**Records shown**
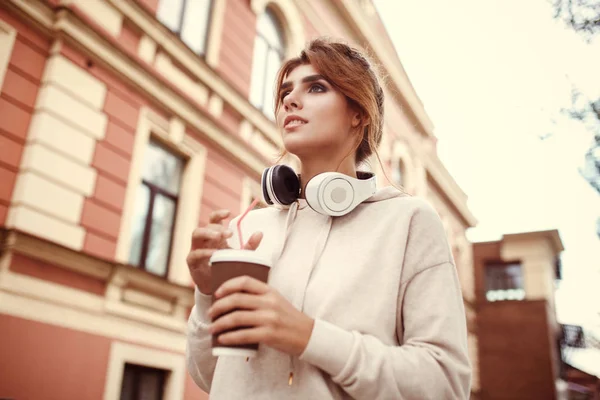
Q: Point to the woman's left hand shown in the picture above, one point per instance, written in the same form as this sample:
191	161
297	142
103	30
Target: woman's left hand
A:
267	317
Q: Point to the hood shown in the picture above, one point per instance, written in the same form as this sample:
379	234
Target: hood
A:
385	193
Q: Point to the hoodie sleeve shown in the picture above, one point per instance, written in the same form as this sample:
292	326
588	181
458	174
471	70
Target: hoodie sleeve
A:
431	361
200	361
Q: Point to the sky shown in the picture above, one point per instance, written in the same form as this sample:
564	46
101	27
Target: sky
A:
493	76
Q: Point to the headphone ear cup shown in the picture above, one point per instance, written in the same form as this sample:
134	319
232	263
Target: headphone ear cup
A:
280	185
263	184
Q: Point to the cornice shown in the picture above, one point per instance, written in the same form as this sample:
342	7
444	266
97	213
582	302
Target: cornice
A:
112	273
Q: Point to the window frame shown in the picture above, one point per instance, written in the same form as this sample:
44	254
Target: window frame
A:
181	18
123	353
279	27
155	190
137	369
8	36
171	133
504	265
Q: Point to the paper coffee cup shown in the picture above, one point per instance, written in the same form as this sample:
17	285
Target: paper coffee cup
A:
225	265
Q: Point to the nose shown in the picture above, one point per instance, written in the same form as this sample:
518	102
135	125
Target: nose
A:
292	101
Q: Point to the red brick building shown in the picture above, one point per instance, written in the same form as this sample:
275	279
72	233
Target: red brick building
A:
123	124
518	334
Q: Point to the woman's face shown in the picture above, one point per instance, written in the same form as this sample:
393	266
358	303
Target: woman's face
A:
314	117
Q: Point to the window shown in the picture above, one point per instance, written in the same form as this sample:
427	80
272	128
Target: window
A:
504	282
7	40
142	383
268	55
155	210
398	173
188	19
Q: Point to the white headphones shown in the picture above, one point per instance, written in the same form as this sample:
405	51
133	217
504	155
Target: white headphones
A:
329	193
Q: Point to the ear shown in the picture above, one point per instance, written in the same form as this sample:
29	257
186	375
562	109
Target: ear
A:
356	119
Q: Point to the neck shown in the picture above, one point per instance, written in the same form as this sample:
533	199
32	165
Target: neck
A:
312	168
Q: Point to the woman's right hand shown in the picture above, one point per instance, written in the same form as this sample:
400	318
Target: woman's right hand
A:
205	241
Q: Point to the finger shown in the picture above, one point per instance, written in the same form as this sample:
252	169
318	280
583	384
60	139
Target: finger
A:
244	336
242	284
210	236
198	256
254	241
237	319
216	217
238	300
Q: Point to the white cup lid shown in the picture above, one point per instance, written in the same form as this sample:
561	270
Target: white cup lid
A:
239	255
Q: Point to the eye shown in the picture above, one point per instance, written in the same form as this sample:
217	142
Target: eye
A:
316	88
283	94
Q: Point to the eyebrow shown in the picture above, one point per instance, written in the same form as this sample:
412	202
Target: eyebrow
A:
306	79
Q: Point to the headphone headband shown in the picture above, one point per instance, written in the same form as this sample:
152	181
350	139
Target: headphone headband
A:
329	193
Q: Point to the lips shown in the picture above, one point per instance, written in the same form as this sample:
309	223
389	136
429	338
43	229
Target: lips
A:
293	121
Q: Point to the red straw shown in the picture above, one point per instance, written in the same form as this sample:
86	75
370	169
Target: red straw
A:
239	224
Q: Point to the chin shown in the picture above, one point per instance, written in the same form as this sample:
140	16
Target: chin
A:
300	146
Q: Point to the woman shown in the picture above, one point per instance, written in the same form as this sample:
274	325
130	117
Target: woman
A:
366	305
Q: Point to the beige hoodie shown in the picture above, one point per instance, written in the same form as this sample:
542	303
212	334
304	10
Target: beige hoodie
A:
382	287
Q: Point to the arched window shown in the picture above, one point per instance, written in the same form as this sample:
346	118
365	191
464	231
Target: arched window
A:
269	51
188	19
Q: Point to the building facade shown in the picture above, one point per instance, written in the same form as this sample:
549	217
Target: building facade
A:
518	334
123	125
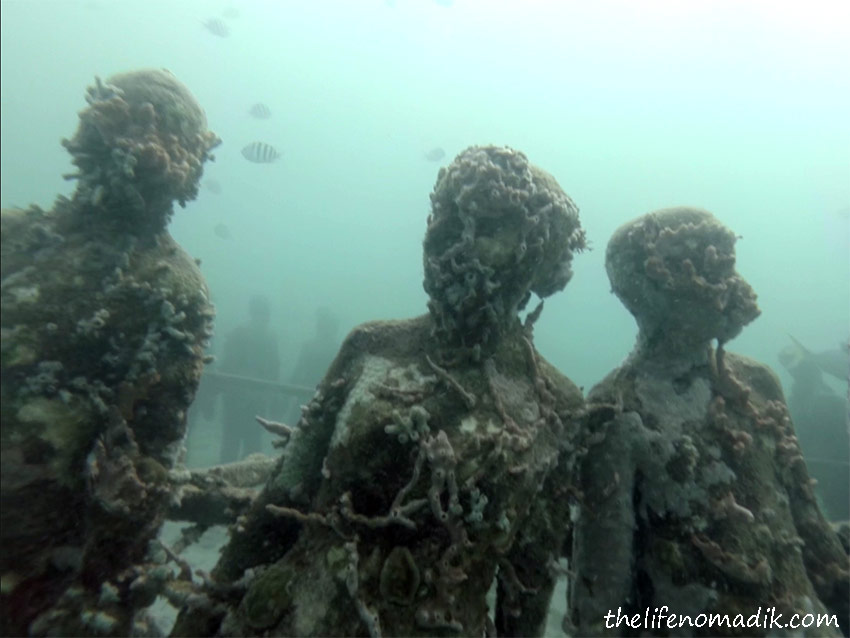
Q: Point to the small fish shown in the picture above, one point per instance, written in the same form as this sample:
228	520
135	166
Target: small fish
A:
833	362
260	153
217	27
222	231
260	111
435	154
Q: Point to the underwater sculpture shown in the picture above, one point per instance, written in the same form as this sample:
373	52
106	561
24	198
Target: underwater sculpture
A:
695	492
419	469
103	329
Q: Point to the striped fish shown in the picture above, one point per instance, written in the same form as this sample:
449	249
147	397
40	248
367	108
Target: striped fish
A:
260	111
260	153
217	27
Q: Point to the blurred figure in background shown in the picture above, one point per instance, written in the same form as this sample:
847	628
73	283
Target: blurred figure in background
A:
250	351
203	407
820	416
315	356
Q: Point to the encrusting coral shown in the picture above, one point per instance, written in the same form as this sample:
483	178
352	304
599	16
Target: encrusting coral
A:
104	325
140	146
431	458
693	486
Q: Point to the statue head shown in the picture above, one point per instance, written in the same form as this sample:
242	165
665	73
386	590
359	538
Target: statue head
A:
674	269
500	228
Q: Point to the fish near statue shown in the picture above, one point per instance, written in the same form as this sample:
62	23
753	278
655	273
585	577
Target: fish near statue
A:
430	462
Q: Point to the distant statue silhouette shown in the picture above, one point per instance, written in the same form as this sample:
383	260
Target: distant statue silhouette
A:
314	357
250	350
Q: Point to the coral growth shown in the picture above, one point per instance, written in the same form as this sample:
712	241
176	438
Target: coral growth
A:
406	488
500	228
695	489
104	326
664	264
141	145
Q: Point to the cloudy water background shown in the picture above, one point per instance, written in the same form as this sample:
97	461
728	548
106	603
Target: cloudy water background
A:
737	107
742	108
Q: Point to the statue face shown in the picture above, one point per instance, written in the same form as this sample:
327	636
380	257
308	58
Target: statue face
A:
499	229
675	269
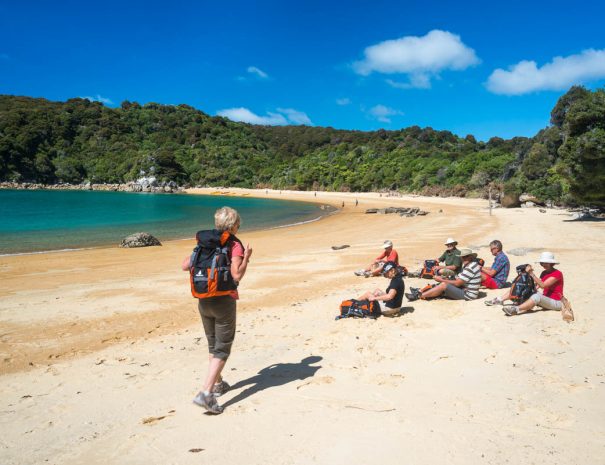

**Requirement**
Rescale these rows, from the line with "Q: Point to the statue face" up to and including the last row. Rewrite them in full with the requests, multiplying every answer coordinate by 1.65 and rounding to whole numbers, halves up; leave the request sample numbers unchanged and leave out the pictures.

**Task response**
Q: Point to the statue face shown in the picture above, one point per instance, written in the same form as this sample:
327	636
380	257
308	58
Target: statue face
A:
823	378
1114	444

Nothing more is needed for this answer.